[Mask labeling examples]
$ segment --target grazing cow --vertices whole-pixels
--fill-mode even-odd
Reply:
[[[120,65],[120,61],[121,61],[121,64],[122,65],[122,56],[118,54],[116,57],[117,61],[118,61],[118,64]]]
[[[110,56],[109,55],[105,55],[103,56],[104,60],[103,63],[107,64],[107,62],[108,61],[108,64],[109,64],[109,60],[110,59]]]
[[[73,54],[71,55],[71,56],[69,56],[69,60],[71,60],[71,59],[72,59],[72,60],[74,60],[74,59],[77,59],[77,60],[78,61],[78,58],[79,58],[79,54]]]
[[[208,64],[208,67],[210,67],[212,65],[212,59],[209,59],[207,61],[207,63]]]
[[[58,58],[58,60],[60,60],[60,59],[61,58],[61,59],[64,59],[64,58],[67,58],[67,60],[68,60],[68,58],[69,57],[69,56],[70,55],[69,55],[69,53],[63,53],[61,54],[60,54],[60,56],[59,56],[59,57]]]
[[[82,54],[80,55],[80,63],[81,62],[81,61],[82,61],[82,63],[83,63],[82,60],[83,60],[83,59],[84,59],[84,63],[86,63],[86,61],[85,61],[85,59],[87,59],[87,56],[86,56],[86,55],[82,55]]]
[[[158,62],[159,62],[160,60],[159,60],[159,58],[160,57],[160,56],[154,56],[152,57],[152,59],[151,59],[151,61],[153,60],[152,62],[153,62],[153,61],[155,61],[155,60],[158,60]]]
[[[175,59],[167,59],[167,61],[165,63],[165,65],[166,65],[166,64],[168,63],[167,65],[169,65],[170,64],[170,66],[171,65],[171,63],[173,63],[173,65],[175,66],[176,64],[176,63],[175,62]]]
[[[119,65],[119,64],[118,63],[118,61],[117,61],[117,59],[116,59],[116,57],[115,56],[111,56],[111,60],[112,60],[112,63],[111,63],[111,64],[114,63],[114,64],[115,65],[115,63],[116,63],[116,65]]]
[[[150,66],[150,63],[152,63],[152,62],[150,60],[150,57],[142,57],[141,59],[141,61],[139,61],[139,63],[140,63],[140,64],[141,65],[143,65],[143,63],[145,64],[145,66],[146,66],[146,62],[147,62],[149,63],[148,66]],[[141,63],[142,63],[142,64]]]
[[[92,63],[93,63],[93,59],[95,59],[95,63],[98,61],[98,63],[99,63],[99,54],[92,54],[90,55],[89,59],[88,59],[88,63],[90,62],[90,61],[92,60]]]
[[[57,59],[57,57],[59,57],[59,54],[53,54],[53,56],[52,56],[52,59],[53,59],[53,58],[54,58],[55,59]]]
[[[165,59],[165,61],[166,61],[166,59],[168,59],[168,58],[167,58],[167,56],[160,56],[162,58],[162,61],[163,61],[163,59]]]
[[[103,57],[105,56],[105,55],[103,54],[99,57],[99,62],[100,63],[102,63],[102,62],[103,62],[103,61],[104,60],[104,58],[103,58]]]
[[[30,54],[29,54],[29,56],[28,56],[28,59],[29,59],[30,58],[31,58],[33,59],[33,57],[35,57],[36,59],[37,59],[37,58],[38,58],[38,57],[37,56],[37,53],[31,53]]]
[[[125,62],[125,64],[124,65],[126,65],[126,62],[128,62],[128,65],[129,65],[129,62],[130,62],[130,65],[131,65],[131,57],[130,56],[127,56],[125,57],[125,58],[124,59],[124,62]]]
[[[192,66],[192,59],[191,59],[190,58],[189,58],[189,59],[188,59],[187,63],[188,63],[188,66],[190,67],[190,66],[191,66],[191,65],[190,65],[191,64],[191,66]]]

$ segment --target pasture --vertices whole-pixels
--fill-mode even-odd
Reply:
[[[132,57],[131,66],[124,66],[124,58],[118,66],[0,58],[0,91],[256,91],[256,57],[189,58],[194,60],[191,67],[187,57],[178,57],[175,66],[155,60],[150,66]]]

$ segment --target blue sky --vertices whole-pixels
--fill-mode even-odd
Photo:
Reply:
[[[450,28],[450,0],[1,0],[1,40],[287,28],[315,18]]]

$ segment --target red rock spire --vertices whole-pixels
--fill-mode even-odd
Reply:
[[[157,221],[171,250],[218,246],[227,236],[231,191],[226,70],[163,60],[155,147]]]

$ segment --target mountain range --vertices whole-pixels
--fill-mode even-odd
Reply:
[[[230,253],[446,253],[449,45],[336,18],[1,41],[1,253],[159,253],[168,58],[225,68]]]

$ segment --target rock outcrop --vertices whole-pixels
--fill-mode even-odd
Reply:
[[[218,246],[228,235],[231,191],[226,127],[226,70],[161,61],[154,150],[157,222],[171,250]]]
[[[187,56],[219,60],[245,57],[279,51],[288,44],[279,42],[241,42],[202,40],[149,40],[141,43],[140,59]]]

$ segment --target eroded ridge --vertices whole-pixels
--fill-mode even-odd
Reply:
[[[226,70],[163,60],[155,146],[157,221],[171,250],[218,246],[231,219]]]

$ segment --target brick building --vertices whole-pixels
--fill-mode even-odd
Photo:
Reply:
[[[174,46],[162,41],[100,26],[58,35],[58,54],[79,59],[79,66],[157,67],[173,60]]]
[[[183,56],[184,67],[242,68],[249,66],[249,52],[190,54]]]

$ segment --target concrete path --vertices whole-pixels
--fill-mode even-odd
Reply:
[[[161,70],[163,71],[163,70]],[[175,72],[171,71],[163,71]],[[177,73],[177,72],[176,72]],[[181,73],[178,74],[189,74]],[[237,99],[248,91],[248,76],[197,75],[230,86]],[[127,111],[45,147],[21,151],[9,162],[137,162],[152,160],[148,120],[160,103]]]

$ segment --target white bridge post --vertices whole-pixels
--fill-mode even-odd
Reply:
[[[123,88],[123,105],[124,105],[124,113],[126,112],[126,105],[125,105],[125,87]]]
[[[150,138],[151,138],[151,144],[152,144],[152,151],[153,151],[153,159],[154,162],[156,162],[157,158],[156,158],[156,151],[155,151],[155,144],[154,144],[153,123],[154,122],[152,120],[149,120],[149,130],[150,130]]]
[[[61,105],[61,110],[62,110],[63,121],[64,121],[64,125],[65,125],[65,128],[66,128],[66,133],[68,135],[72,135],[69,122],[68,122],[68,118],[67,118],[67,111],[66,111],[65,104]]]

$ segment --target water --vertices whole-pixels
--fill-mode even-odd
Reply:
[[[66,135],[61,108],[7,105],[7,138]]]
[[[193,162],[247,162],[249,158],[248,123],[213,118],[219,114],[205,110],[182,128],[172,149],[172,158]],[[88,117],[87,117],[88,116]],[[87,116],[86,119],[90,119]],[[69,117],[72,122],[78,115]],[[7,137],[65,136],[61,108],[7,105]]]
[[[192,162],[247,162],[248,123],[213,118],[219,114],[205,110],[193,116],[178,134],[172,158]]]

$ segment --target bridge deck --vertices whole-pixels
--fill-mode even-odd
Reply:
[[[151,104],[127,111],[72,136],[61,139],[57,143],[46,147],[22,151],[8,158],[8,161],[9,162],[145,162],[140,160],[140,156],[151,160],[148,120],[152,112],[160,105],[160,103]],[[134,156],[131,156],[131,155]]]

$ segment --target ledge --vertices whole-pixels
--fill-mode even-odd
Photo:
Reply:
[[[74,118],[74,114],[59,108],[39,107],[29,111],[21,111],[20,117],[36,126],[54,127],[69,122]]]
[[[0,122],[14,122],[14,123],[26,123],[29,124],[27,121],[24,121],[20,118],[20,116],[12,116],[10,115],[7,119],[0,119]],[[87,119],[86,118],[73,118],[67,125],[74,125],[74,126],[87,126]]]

> SET TASK:
Write out the complete set of records exactly as given.

> TASK RESPONSE:
$ segment --target grazing cow --vertices whole-pixels
--fill-mode even-odd
Reply:
[[[120,65],[120,61],[121,61],[121,64],[122,65],[122,56],[118,54],[116,57],[117,61],[118,61],[118,64]]]
[[[110,56],[109,55],[105,55],[103,56],[104,60],[103,63],[107,64],[107,62],[108,61],[108,64],[109,64],[109,60],[110,59]]]
[[[73,54],[71,55],[71,56],[69,56],[69,60],[71,60],[71,59],[72,59],[72,60],[74,60],[74,59],[77,59],[77,60],[78,61],[78,58],[79,58],[79,54]]]
[[[208,64],[208,67],[210,67],[212,65],[212,59],[209,59],[207,61],[207,63]]]
[[[58,58],[58,60],[60,60],[60,59],[61,58],[61,59],[64,59],[64,58],[67,58],[67,60],[68,60],[68,58],[69,57],[69,56],[70,55],[69,55],[69,53],[63,53],[61,54],[60,54],[60,56],[59,56],[59,57]]]
[[[82,54],[80,55],[80,63],[81,62],[81,61],[82,61],[82,63],[83,63],[82,60],[83,60],[83,59],[84,59],[84,63],[86,63],[86,61],[85,61],[85,59],[87,59],[87,56],[86,56],[86,55],[82,55]]]
[[[158,62],[159,62],[160,60],[159,60],[159,58],[160,57],[160,56],[154,56],[152,57],[152,59],[151,59],[151,61],[153,60],[152,62],[153,62],[153,61],[155,61],[155,60],[158,60]]]
[[[175,59],[167,59],[167,61],[165,63],[165,65],[166,65],[166,64],[168,63],[167,65],[169,65],[170,64],[170,66],[171,65],[171,63],[173,63],[173,65],[175,66],[176,64],[176,63],[175,62]]]
[[[119,65],[119,64],[118,63],[118,61],[117,61],[117,59],[116,59],[116,57],[115,56],[111,56],[111,60],[112,60],[112,63],[111,63],[111,64],[114,63],[114,64],[115,65],[115,63],[116,63],[116,65]]]
[[[150,66],[150,63],[152,63],[152,62],[150,60],[150,57],[142,57],[141,59],[141,61],[139,61],[139,63],[140,63],[140,64],[141,65],[143,65],[143,63],[145,64],[145,66],[146,66],[146,62],[147,62],[149,63],[148,66]],[[141,63],[142,63],[142,64]]]
[[[92,63],[93,63],[93,59],[95,59],[95,63],[98,61],[98,63],[99,63],[99,54],[92,54],[90,55],[89,59],[88,59],[88,63],[90,62],[90,61],[92,60]]]
[[[57,59],[57,57],[59,57],[59,54],[53,54],[53,56],[52,56],[52,59],[53,59],[53,58],[54,58],[55,59]]]
[[[165,59],[165,61],[166,61],[166,59],[168,59],[168,58],[167,58],[167,56],[160,56],[162,58],[162,61],[163,61],[163,59]]]
[[[103,57],[105,56],[105,55],[103,54],[99,57],[99,62],[100,63],[102,63],[102,62],[103,62],[103,61],[104,60],[104,58],[103,58]]]
[[[30,54],[29,54],[29,56],[28,56],[28,59],[29,59],[30,58],[31,58],[33,59],[33,57],[35,57],[36,59],[37,59],[37,58],[38,58],[38,57],[37,56],[37,53],[31,53]]]
[[[125,62],[125,64],[124,65],[126,65],[126,62],[128,62],[128,65],[129,65],[129,62],[130,62],[130,65],[131,65],[131,57],[130,56],[127,56],[125,57],[125,58],[124,59],[124,62]]]
[[[192,66],[192,59],[191,59],[190,58],[189,58],[189,59],[188,59],[187,63],[188,63],[188,66],[190,67],[190,66],[191,66],[191,65],[190,65],[191,64],[191,66]]]

$ segment --target pasture --vertices whole-pixels
--fill-mode even-odd
Reply:
[[[132,57],[131,66],[124,66],[124,58],[118,66],[0,58],[0,91],[256,91],[256,57],[189,58],[194,60],[191,67],[187,57],[178,57],[175,66],[155,60],[150,66]]]

$ segment --target blue sky --vertices whole-pixels
--fill-mode even-odd
Photo:
Reply:
[[[450,28],[450,0],[1,0],[1,40],[287,28],[315,18]]]

$ segment --target red rock spire --vertices whole-pixels
--fill-mode even-odd
Reply:
[[[157,221],[171,250],[218,246],[227,236],[231,191],[226,70],[163,60],[155,147]]]

$ segment --target mountain range --vertices whole-pixels
--fill-mode even-odd
Reply:
[[[230,253],[446,253],[449,45],[336,18],[1,41],[1,253],[159,253],[168,58],[225,68]]]

$ segment --target rock outcrop --vertices whole-pixels
--fill-mode even-odd
Reply:
[[[218,246],[228,235],[231,191],[226,127],[226,70],[161,61],[154,150],[157,222],[171,250]]]
[[[187,56],[219,60],[245,57],[279,51],[288,44],[279,42],[241,42],[202,40],[149,40],[141,43],[140,59]]]

$ segment --target eroded ridge --vertices whole-pixels
--fill-mode even-odd
Reply:
[[[226,70],[163,60],[155,146],[157,221],[171,250],[218,246],[231,219]]]

$ segment --target brick building --vertices whole-pixels
--fill-mode even-odd
Photo:
Reply:
[[[174,46],[162,41],[100,26],[58,35],[58,54],[79,59],[79,66],[157,67],[173,60]]]
[[[183,56],[184,67],[242,68],[249,66],[249,52],[190,54]]]

$ segment --target concrete path --vertices whole-pixels
--fill-mode even-odd
Reply:
[[[161,70],[163,71],[163,70]],[[175,72],[171,71],[163,71]],[[177,73],[177,72],[176,72]],[[181,73],[178,74],[189,74]],[[237,99],[248,91],[248,76],[197,75],[230,86]],[[127,111],[45,147],[21,151],[9,162],[137,162],[152,160],[148,120],[160,103]]]

$ segment --target white bridge post --vertices whole-pixels
--fill-mode even-odd
Reply:
[[[123,88],[123,105],[124,105],[124,113],[126,112],[126,105],[125,105],[125,87]]]
[[[150,138],[151,138],[151,144],[152,144],[152,151],[153,151],[153,159],[154,162],[156,162],[157,158],[156,158],[156,151],[155,151],[155,144],[154,144],[153,123],[154,122],[152,120],[149,120],[149,130],[150,130]]]
[[[61,105],[61,110],[62,110],[63,121],[64,121],[64,125],[65,125],[65,128],[66,128],[66,133],[68,135],[72,135],[69,122],[68,122],[68,118],[67,118],[67,111],[66,111],[65,104]]]

$ segment --target water --vertices whole-pixels
--fill-mode even-odd
Reply:
[[[66,135],[61,108],[7,105],[7,138]]]
[[[193,162],[247,162],[249,158],[248,123],[213,118],[219,114],[205,110],[182,128],[172,149],[172,158]],[[88,117],[87,117],[88,116]],[[87,116],[86,119],[90,119]],[[69,117],[72,122],[78,115]],[[7,137],[65,136],[61,108],[7,105]]]
[[[192,162],[247,162],[248,123],[213,118],[219,114],[205,110],[193,116],[178,134],[172,158]]]

$ segment --target bridge deck --vertices whole-pixels
--fill-mode even-odd
Reply:
[[[151,104],[127,111],[72,136],[61,139],[57,143],[46,147],[22,151],[8,158],[8,161],[9,162],[145,162],[140,160],[140,156],[151,160],[148,120],[152,112],[160,105],[160,103]],[[134,156],[131,156],[131,155]]]

$ segment --target ledge --vertices whole-pixels
--fill-mode even-odd
Photo:
Reply:
[[[74,118],[74,114],[59,108],[39,107],[29,111],[21,111],[20,117],[36,126],[54,127],[69,122]]]
[[[0,122],[14,122],[14,123],[26,123],[29,124],[27,121],[24,121],[20,118],[20,116],[12,116],[10,115],[7,119],[0,119]],[[87,119],[86,118],[73,118],[67,125],[74,125],[74,126],[87,126]]]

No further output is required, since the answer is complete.